GI cancer

Neoadjuvant immunotherapy may allow organ sparing approach in CRC: NICHE2

The first results from the landmark NICHE-2 trial have shown ”spectacular” efficacy for neoadjuvant immunotherapy in patients with mismatch repair-deficient (dMMR) colon cancer.

Presented at the ESMO Congress 2022, the findings were described as setting the scene for immunotherapy to be the new standard of care in patients with dMMR early colon cancer rather than chemotherapy, and also the potential for an ‘organ sparing’ non-operative surveillance approach to be the new standard of care.

Study investigator Professor Miriam Chalabi, a medical oncologist at the Netherlands Cancer Institute, said the NICHE 2 trial was designed to confirm promising results of the exploratory NICHE trial, which in 2020 showed pathological responses were achieved in 100% of dMMR tumours with neoadjuvant immune checkpoint inhibitors.

In the NICHE-2 trial, 112 patients with untreated non-metastatic dMMR colon cancer received one dose of ipilimumab (1 mg/kg) and two doses of nivolumab (3 mg/kg) ≤6 weeks prior to surgery.

The co-primary endpoint of safety was met, with 4% of patients experiencing grade 3–4 immune-related adverse events and all but two patients (98%) having timely surgery.

While the co-primary endpoint of disease free survival has yet to be reported, the preliminary results for pathological responses were “unprecedented” said Prof Chalabi. With a median 5.4 weeks from first dose to surgery, major pathological response (MPR) was seen in 95% of patients and 67% had a complete pathological complete response (pCR).

No patients had disease recurrence after a median follow-up of 13.1 months.

“This stands in stark contrast to data from neoadjuvant chemotherapy in the same patient population, with only 7% pathological responses,” said Prof Chalabi.

She said the DFS data was due to be reported in 2023, and the current results suggested the next step should be studies into ‘watch and wait’ organ sparing approaches in dMMR colon cancer.

● RECORDS:

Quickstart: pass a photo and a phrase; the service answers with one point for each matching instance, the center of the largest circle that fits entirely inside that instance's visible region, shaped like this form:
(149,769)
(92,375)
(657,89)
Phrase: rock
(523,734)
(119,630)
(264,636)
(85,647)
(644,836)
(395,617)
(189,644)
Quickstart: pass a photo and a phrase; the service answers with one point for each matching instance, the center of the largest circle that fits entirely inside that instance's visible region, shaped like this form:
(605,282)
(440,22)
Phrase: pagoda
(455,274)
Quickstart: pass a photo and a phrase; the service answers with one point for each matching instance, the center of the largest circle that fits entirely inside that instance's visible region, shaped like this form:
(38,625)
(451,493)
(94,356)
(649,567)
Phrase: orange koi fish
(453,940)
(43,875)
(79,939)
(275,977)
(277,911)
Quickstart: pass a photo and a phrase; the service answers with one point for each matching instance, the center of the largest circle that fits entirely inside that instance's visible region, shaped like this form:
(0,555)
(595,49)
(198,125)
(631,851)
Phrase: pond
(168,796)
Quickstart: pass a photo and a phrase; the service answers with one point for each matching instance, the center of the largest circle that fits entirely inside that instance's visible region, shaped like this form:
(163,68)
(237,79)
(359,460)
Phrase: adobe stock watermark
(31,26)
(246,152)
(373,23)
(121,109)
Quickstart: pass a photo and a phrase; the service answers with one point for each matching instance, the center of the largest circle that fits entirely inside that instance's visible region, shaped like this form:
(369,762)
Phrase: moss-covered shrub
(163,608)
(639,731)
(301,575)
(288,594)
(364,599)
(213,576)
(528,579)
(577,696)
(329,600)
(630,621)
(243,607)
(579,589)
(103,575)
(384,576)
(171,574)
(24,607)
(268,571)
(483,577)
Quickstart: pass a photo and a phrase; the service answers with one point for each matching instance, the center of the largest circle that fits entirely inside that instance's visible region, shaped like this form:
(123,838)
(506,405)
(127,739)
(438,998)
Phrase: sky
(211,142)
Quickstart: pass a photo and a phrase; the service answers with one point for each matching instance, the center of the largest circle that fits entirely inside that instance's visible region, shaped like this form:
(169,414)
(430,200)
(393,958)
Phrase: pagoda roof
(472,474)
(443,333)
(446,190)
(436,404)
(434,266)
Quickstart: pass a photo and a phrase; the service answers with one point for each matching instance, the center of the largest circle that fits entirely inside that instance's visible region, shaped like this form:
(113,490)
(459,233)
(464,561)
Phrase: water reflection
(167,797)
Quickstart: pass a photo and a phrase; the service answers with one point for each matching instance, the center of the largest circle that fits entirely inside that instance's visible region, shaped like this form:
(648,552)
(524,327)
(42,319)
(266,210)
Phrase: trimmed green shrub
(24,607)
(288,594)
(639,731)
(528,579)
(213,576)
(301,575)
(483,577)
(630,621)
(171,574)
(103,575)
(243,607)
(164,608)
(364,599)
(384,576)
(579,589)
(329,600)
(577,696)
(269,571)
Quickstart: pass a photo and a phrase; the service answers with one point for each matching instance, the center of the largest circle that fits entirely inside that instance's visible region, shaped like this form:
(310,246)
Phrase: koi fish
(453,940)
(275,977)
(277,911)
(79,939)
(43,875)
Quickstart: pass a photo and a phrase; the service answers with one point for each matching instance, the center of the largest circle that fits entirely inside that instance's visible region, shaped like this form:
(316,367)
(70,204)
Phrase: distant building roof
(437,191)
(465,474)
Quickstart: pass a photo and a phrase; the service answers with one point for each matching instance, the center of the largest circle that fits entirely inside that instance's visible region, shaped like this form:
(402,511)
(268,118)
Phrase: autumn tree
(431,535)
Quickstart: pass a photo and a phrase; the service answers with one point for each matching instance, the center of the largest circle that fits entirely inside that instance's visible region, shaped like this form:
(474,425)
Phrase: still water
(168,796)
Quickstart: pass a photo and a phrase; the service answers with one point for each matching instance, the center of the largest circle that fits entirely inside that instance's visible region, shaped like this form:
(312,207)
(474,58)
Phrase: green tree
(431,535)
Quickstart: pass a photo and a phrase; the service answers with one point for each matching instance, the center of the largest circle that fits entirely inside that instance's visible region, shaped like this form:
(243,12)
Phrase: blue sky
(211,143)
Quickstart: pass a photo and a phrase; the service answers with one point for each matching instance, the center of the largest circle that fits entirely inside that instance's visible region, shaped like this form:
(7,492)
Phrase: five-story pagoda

● WHAT TO WORK ON:
From the news item on the NICHE-2 trial above, copy word for word the part that begins with the words containing "Presented at the" and ends with "standard of care.".

● TASK ANSWER:
Presented at the ESMO Congress 2022, the findings were described as setting the scene for immunotherapy to be the new standard of care in patients with dMMR early colon cancer rather than chemotherapy, and also the potential for an ‘organ sparing’ non-operative surveillance approach to be the new standard of care.